**MATERIAL FOR THIS TASK:**
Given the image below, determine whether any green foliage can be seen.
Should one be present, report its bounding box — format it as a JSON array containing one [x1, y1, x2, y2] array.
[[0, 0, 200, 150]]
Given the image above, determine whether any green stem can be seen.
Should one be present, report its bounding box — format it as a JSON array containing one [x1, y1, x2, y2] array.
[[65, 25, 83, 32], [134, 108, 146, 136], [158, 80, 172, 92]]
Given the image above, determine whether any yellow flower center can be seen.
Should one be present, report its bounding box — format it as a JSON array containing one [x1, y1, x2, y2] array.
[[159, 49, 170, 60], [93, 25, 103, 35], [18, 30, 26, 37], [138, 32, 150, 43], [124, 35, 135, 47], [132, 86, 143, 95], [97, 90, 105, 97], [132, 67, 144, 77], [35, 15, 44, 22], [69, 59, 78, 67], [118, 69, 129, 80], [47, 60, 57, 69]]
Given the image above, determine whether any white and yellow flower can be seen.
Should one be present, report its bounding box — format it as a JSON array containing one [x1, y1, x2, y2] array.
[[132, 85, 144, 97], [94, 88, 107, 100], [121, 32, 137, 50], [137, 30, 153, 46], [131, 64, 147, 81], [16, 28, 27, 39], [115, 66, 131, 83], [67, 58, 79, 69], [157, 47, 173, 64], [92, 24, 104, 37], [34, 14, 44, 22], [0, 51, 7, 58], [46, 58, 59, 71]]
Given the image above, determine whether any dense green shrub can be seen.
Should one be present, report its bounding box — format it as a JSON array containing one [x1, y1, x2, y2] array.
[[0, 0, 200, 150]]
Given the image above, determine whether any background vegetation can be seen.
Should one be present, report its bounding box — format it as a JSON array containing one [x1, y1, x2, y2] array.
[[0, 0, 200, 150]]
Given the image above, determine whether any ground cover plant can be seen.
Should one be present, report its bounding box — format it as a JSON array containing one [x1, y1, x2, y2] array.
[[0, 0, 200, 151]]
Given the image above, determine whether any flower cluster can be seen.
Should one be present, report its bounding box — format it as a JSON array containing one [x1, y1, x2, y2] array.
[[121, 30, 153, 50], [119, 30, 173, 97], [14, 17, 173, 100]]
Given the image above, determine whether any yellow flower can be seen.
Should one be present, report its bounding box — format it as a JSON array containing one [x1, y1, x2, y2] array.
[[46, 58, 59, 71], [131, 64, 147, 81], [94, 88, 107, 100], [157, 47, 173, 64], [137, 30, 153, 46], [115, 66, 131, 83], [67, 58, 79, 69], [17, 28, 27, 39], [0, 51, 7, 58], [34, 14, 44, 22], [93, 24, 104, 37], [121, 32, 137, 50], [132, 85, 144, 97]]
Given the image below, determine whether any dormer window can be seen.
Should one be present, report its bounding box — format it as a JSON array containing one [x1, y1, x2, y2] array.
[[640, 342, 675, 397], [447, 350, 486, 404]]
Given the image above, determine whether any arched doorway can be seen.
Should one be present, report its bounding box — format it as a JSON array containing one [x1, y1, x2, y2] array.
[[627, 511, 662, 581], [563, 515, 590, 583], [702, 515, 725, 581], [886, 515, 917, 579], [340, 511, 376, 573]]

**OBJECTIVE:**
State how many lines of the listing above contain the string "below", counting only case-sensitive matches. Give only the number.

**EXERCISE OUTPUT:**
2